Фрагмент текста:
::::::::::

В конце концов он женился на Элен Бейли — местной девушке, жившей неподалеку от обсерватории. Гамильтон описывал ее как «далеко не блестящую». Медовый месяц был ужасен: Гамильтон занимался оптикой, а Элен болела. В 1834 году у них родился сын Уильям Эдвин. Затем Элен уехала на большую часть года. Второй сын Арчибальд Хенри появился на свет в 1835-м, но брак уже трещал по швам.
В глазах потомства величайшим открытием Гамильтона была сформулированная им оптико-механическая аналогия. Но сам он до самой смерти — причем с все возрастающим упорством — отдавал пальму первенства вещи совершенного другого сорта — кватернионам.
Кватернионы представляют собой некоторую алгебраическую структуру, находящуюся в близком родстве с комплексными числами. Гамильтон был убежден, что они содержат в себе ключ к глубочайшим областям физики, а на склоне жизни убедил себя, что в них содержится ключ буквально ко всему. История, похоже, не согласилась с этой оценкой, и в течение следующего столетия кватернионы медленно тускнели, пропадая из поля общественного интереса, превратившись в тихую заводь абстрактной алгебры без серьезных применений.
Совсем недавно, однако, кватернионы пережили возрождение. И даже если они никогда не займут того положения, которое прочил им Гамильтон, их чем дальше, тем больше рассматривают как значимый источник важных математических структур. Кватернионы оказались очень специальным явлением — как раз настолько специальным, насколько этого требуют современные физические теории.
Сразу после открытия кватернионы произвели мощный переворот в алгебре. Они нарушили одно из важных алгебраических правил. На протяжении периода в двадцать лет чуть ли не все правила алгебры нарушались одно за другим, что иногда приносило богатейшие плоды, но ничуть не реже приводило в бесплодные тупики. То, что математики середины 1850-х годов воспринимали как не подлежащие изменениям правила, оказалось просто набором удобных допущений, облегчавших жизнь алгебраистам, но не всегда отвечавших более глубоким потребностям самой математики.
В этом прекрасном новом «постгалуавском» мире алгебра уже не сводилась к простому использованию в уравнениях букв вместо чисел. Алгебра имела дело с глубокой структурой уравнений — не с числами, а с процессами, преобразованиями, симметриями. Эти радикальные перемены изменили лицо математики. Она стала более абстрактной, но одновременно и более общей, и более мощной. А также приобрела зачаровывающую, порой сверхъестественную красоту.
До того как болонские математики эпохи Возрождения задались вопросом о том, имеется ли смысл в квадратном корне из минус единицы, все появляющиеся в математике числа принадлежали одной системе. Даже сегодня, в качестве наследия исторической путаницы во взаимоотношениях математики и реальности, эта система известна как вещественные числа. Название не слишком удачное, потому что оно предполагает, что эти числа некоторым образом принадлежат к ткани вселенной, а не порождены человеком в попытке понять ее структуру. Но это не так. Эти числа не более вещественны, чем любые другие «числовые системы», созданные человеческим воображением за последние 150 лет. Правда, они имеют более непосредственное отношение к реальности, чем большинство новых систем. Они очень точно соответствуют идеализированному измерению.

::::::::::

Задание A:
Какой год рождения сына Уильяма Эдвина указан во фрагменте о Гамильтоне и кватернионах?
Задание B:
Продолжите фрагмент о Гамильтоне и кватернионах после его последнего предложения.

Исходные данные:
::::::::::

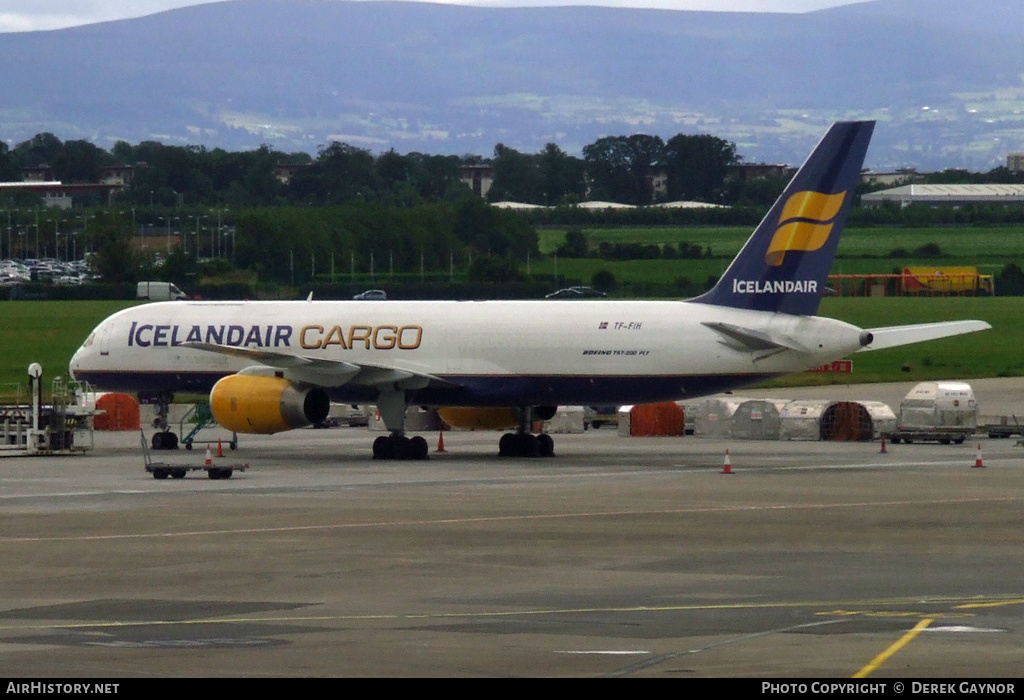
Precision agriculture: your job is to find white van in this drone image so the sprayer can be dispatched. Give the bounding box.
[135,281,185,301]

::::::::::

Ответ A:
1834 год.

Ответ B:
Вещественное число по сути представляет собой десятичную дробь. Дело не в конкретной выбранной системе записи — которая создана просто для удобства вычислений с числами, — а в тех более глубоких свойствах, которые присущи десятичным дробям. Вещественные числа произошли от предшественников попроще, с меньшими амбициями. Сначала человечество тащилось по направлению к системе «натуральных чисел» 0, 1, 2, 3, 4 и так далее. Я сказал «тащилось», потому что на начальном этапе некоторые из этих чисел числами вовсе не считались. Было время, когда древние греки отказывались считать 2 числом; оно было слишком маленьким, чтобы демонстрировать «численность», типичную для других чисел. Числа тогда начинались с 3. В конце концов было осознано, что 2 — число в той же мере, что и 3, 4 или 5, но затем камнем преткновения оказалась единица. В самом деле, если кто-то говорит про себя, что у него имеется «некоторое число коров», а вы обнаруживаете, что у него одна-единственная корова, то не будет ли он повинен в вопиющем преувеличении? «Число», без сомнения, означало «множественность», в которой нет места единичности.
Но по мере развития систем обозначений стало кристально ясно, что единица — ровно в той же мере часть системы вычислений, что и ее старшие братья. Таким образом, единица стала числом — правда, специальным, очень маленьким. В некотором смысле оно оказалось самым важным из всех, поскольку именно там, в единице, числа начинались. Прибавлением друг к другу большого числа единиц можно получить все остальное — и в течение некоторого времени обозначения буквально выражали эту идею, например, число семь записывалось в виде семи черточек — как |||||||.
Много позднее индийские математики поняли, что есть даже более важное число, предшествующее единице. На самом деле числа начинались не там. Они начинались в нуле, который теперь изображается символом 0. Еще позднее оказалось полезным ввести в обиход отрицательные числа — числа, меньшие чем ничто. Таким образом, с присоединением отрицательных, человечество изобрело систему целых чисел: …, −3, −2, −1, 0, 1, 2, 3, …. Но этим дело не закончилось
[39].
Проблема с целыми числами состоит в том, что они не позволяют представить целый ряд полезных величин. Фермер, продающий зерно, например, может пожелать указать количество пшеницы как нечто между 1 мешком и 2 мешками. Если это будет примерно посередине между этими двумя мерами, то желаемое количество мешков равно 11/2. Или несколько меньше — 11/4, или, наоборот, больше — 13/4. Таким образом (с использованием самых разнообразных систем для их обозначения) были изобретены дроби. Дроби интерполируют между целыми числами.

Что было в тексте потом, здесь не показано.